### Task prompt
Change "cucumber slice" to "sliced cucumber" in the rows running from the line that contains "Where can you see the creamy" through the last row, inclusive, and give those lines again with nothing else altered.

### Supplied material
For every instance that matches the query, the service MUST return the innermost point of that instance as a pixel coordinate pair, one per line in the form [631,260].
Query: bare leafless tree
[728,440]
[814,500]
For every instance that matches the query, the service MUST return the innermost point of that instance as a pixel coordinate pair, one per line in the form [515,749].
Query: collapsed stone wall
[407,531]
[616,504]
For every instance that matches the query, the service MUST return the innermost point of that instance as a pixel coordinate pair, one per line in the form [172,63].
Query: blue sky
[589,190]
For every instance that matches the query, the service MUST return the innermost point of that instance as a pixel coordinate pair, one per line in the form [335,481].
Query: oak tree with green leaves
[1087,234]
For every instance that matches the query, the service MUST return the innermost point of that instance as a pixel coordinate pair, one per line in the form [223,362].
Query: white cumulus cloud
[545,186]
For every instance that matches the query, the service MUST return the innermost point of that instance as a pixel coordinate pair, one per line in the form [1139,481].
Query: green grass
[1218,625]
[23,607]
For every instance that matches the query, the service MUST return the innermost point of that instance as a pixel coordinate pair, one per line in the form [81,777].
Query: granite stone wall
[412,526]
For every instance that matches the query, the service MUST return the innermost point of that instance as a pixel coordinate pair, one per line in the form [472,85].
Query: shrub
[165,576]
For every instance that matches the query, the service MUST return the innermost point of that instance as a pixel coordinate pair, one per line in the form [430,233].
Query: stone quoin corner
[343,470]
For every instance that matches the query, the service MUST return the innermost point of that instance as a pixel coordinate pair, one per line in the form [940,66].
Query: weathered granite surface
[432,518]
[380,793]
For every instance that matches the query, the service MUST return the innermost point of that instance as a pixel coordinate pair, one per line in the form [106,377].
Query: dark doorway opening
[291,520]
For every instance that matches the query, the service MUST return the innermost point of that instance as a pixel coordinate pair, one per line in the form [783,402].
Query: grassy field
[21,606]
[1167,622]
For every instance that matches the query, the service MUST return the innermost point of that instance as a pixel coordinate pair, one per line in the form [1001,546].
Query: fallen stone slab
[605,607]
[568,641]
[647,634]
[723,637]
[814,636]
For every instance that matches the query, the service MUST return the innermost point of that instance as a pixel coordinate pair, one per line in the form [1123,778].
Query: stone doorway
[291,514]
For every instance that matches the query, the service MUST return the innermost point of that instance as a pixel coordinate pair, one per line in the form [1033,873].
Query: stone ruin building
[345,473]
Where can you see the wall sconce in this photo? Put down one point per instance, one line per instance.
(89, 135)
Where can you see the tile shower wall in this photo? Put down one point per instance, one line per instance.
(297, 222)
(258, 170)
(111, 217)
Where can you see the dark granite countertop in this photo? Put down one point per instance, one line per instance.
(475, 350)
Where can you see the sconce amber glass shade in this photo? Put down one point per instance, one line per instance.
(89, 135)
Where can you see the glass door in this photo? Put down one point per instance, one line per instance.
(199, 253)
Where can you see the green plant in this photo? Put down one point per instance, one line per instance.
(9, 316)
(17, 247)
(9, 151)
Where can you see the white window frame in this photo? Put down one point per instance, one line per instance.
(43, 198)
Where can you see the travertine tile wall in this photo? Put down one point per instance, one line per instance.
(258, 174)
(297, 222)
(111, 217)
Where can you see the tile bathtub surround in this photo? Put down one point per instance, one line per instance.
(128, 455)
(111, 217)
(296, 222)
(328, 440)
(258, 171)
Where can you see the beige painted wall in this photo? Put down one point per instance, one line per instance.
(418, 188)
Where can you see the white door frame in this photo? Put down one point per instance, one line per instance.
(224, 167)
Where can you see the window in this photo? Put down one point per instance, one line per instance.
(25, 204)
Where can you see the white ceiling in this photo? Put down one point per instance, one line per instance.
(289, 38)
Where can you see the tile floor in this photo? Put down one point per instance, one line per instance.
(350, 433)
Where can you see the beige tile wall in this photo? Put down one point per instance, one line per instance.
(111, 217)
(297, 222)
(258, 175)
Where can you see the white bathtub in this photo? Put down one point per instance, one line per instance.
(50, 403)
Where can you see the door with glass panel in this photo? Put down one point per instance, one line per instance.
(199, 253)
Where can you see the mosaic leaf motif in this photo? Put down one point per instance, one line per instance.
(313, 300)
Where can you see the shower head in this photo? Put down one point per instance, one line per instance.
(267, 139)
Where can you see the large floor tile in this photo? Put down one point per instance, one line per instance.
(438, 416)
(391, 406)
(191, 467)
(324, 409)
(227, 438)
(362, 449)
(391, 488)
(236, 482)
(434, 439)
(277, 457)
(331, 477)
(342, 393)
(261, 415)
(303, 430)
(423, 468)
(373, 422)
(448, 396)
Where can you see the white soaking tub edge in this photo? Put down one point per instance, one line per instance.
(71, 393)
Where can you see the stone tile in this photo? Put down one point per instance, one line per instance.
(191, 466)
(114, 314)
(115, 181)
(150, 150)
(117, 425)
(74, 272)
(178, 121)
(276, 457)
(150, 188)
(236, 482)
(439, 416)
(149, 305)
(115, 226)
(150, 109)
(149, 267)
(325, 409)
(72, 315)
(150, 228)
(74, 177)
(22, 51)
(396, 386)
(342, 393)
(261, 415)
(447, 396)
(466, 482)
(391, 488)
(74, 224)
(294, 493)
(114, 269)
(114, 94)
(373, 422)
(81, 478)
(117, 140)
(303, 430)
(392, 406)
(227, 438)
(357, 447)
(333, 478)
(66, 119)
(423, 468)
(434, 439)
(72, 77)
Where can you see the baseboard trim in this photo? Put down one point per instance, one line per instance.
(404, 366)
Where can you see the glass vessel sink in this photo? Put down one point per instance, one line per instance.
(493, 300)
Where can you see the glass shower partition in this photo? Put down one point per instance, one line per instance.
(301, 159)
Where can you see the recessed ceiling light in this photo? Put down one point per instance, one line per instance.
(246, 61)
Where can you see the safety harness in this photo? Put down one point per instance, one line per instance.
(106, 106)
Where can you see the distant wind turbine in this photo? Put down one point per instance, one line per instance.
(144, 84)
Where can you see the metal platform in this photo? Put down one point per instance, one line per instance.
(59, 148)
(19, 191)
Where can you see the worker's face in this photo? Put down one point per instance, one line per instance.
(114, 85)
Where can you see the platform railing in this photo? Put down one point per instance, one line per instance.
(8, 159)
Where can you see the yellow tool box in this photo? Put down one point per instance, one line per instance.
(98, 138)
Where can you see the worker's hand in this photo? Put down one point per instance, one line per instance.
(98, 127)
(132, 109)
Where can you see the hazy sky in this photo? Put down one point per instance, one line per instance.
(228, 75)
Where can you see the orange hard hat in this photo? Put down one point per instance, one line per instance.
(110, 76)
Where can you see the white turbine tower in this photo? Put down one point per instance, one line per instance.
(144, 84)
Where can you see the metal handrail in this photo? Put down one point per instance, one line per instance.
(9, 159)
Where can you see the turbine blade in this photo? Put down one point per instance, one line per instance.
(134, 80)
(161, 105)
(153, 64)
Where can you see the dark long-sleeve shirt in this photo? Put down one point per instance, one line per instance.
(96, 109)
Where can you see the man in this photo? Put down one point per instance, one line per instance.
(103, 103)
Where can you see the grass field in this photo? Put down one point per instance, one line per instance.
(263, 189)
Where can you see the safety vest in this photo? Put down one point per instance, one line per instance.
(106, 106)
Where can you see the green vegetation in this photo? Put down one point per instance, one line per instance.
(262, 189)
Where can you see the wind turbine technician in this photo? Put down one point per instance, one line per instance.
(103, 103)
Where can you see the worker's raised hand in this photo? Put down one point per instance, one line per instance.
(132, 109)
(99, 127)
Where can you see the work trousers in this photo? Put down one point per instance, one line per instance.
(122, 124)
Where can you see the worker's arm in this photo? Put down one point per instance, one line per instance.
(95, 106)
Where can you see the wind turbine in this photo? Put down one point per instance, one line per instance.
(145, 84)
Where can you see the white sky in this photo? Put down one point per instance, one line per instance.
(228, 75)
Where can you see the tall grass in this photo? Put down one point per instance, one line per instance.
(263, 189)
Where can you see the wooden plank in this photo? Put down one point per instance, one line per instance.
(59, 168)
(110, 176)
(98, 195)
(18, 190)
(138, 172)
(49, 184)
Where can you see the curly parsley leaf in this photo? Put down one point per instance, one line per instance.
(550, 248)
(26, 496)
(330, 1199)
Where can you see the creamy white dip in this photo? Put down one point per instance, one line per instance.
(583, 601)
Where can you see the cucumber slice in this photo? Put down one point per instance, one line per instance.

### Exercise result
Where can you see the creamy white dip in this photo? Put down one point per instance, one line per instance.
(583, 601)
Where can you see the sliced cucumber in this photo? Put down one point per instance, one line per instance.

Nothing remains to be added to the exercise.